▸ **What needs to be done**
Down to the last line, transcribe the records verbatim and exclude the images.

▸ **Source information**
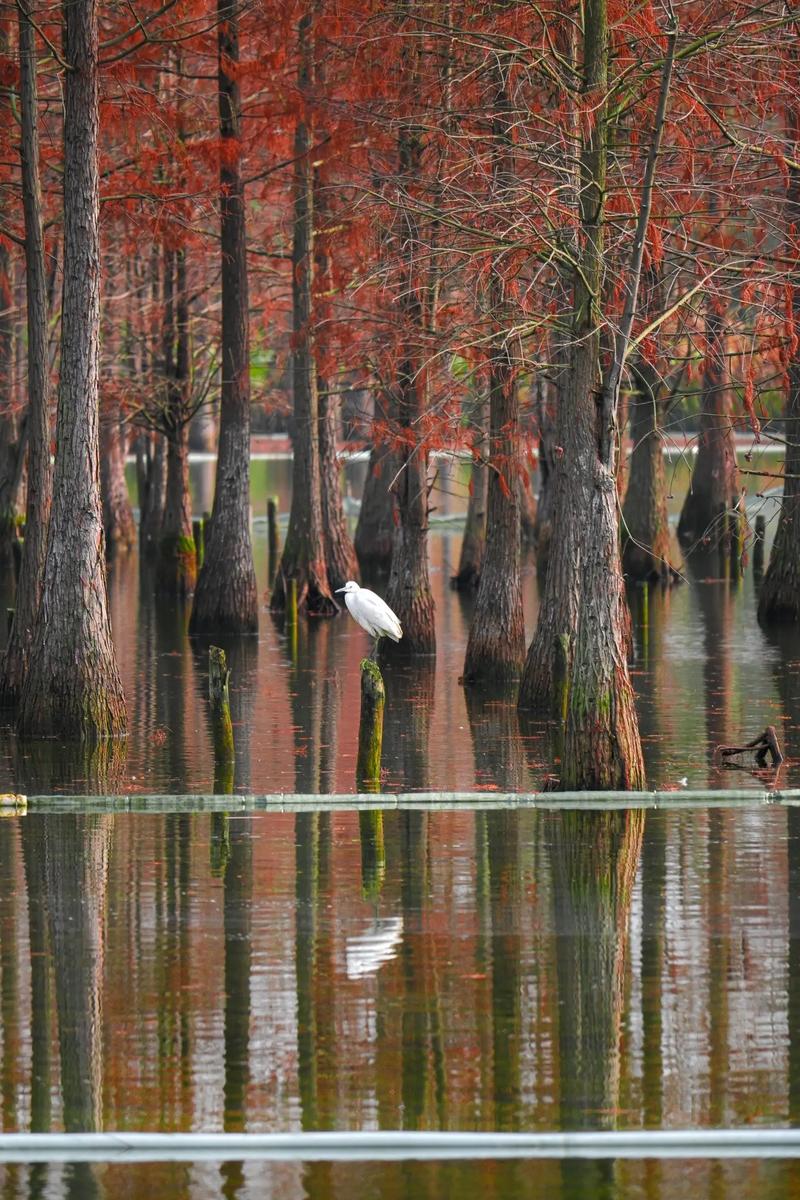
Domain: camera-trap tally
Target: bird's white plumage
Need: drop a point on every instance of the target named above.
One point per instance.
(371, 612)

▸ **Solved problem**
Domain: camera-trap tally
Target: bird's white plumage
Need: drop a point on every instance of the target named above.
One point per instance.
(371, 612)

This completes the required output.